Texto de origem
* * *
Sandra Felgueiras: "Afronto os poderes instituídos e conto as histórias que devem ser contadas."
Depois de 22 anos na RTP, a jornalista assumiu a direção da revista SÁBADO logo no início deste ano. Uma vez mais, promete não dar tréguas às injustiças.

Move-a a curiosidade e um sentido inato de justiça. Sandra Felgueiras, 45 anos, um dos rostos mais conhecidos da informação televisiva em Portugal, há muito que se habituou à ideia de que o reverso de uma certa popularidade é a polémica e a pressão exercida por quem se sente posto em causa. Mas não desarma. Depois de 22 anos na RTP, onde com o programa Sexta às 9 chegou a atingir um share semanal de 800 mil a 1 milhão de espetadores, aceitou dirigir a revista SÁBADO, que quer ver adaptada aos novos modos de informar. É ainda diretora-geral adjunta, com o pelouro do jornalismo de investigação em todas as marcas do grupo Cofina e coordenadora do programa Investigação SÁBADO, que vai para o ar todas as sextas na CMTV. Acredita no poder da liderança feminina, que conheceu muito jovem através da mãe, a autarca Fátima Felgueiras, e assume ter na família e na natação os seus balões de oxigénio. Durante a produção fotográfica para a Máxima, solta-se e brinca com os outfits como uma miúda sem preocupações.
Pela segunda vez consecutiva, o portal Executiva considerou-a uma das mulheres mais influentes do país. O que significa isso para si?
Vejo-o como o reconhecimento justo de um trabalho meritório e importante para o país, que é este de afrontarmos os poderes instituídos e de contarmos as histórias que devem ser contadas. É também um incentivo para que mais jornalistas sigam esse caminho. É sempre possível fazermos mais e melhor e, como diretora da revista SÁBADO, procuro incutir na minha equipa esse espírito de luta, essa necessidade de procurarmos fazer as perguntas certas. Vivemos num momento em que muitas vezes as pessoas evitam fazer as perguntas certas apenas porque estamos num país muito pequeno, em que toda a gente está a pensar no dia de amanhã, numa conjuntura de crise a que a comunicação social não escapa. Mas vale a pena investigar até ao ínfimo pormenor, sobretudo aqueles que têm o poder de decidir as nossas vidas.


É também uma responsabilidade acrescida?
* * *
Listagem fornecida
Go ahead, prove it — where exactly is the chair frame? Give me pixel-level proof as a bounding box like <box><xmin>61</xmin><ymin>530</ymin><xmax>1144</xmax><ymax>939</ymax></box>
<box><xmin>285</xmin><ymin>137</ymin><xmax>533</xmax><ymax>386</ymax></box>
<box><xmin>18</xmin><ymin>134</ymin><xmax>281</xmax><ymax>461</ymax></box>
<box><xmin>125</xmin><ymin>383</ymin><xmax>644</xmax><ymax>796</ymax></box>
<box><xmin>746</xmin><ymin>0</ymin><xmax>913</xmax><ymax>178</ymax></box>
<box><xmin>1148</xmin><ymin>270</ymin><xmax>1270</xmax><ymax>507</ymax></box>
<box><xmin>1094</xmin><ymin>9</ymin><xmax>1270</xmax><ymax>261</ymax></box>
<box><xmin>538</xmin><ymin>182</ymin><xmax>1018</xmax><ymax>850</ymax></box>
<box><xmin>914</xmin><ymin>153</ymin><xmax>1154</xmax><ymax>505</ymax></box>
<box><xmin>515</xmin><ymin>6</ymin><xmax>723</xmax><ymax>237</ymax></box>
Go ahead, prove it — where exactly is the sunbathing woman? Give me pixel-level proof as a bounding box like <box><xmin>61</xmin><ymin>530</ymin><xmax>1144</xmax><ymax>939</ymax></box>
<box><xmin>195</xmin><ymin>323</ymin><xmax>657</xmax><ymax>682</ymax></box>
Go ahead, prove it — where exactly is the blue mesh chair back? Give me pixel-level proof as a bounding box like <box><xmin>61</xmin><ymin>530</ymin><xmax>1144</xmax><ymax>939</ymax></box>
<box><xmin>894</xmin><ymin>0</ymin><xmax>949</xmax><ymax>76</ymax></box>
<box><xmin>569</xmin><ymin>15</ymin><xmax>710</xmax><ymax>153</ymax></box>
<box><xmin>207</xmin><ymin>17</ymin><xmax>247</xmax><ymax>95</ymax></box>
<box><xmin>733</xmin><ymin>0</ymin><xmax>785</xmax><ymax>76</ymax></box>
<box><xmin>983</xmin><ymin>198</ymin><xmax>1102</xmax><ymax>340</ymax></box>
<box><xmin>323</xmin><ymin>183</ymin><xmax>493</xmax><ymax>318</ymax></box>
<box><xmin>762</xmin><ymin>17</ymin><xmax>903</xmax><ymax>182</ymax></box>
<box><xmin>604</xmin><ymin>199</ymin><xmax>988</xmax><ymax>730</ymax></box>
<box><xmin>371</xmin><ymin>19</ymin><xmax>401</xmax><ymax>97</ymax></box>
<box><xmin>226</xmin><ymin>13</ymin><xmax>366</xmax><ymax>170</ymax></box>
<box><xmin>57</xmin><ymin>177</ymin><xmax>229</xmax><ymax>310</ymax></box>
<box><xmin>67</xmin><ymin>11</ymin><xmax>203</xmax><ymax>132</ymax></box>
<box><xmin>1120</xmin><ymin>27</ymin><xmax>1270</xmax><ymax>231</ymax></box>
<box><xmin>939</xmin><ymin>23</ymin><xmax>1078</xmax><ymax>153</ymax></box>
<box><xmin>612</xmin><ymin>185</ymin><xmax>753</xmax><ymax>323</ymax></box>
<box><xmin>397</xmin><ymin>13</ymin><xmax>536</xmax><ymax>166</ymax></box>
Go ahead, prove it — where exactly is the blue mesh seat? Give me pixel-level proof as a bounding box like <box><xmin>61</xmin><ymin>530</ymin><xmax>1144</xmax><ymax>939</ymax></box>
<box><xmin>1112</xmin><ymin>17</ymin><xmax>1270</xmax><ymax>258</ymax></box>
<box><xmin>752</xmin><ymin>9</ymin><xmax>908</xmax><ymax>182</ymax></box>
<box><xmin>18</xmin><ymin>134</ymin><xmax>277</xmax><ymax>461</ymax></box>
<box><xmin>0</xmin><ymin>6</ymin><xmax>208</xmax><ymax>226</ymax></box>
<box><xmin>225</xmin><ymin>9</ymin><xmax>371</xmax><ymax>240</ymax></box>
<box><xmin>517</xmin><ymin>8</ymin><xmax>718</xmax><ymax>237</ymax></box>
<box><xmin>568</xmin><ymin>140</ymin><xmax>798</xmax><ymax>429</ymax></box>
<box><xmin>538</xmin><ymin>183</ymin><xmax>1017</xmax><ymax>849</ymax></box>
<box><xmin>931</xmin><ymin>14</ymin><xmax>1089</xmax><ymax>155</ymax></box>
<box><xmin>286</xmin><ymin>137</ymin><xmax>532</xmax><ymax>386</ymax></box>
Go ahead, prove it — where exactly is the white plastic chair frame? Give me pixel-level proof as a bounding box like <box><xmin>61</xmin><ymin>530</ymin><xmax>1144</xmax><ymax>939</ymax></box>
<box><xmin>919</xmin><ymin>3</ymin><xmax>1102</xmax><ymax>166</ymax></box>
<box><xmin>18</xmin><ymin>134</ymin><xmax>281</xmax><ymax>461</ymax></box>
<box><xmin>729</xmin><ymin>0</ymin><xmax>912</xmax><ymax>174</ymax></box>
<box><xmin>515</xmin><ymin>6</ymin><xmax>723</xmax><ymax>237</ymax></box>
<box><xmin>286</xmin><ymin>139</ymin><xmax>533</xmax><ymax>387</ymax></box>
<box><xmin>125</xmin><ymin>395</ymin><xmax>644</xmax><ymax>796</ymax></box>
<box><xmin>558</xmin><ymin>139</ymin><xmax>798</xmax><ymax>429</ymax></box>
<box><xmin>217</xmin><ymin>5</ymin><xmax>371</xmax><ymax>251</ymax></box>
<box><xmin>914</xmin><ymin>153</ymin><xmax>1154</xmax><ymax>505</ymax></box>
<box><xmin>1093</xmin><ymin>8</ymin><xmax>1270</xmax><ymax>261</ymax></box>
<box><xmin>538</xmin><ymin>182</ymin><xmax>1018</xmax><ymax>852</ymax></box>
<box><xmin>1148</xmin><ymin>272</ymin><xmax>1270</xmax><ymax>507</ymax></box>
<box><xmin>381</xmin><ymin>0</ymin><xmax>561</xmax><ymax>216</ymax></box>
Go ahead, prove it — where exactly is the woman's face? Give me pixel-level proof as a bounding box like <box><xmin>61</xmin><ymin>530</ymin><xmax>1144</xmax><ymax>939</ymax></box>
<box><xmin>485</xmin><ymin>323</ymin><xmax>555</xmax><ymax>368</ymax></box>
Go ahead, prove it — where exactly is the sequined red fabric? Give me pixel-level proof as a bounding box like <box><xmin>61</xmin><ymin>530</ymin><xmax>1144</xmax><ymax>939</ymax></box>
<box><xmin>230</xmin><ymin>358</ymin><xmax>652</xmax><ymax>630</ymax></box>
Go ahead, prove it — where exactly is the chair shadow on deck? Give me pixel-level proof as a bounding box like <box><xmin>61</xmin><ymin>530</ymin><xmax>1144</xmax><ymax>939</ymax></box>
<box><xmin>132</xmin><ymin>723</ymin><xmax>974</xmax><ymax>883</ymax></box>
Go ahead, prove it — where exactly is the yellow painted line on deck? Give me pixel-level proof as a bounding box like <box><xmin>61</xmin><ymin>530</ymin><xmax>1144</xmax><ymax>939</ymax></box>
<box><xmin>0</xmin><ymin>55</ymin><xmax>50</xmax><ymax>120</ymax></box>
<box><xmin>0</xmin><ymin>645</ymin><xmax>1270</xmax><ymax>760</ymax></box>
* * *
Exercício breve A
Segundo o texto de origem, durante quantos anos Sandra Felgueiras trabalhou na RTP?
Exercício breve B
Traduza para inglês esta frase do texto de origem: "É também um incentivo para que mais jornalistas sigam esse caminho."
Responda usando apenas o texto de origem.

Resposta final A
Sandra Felgueiras trabalhou 22 anos na RTP.

Resposta final B
It is also an incentive for more journalists to follow that path.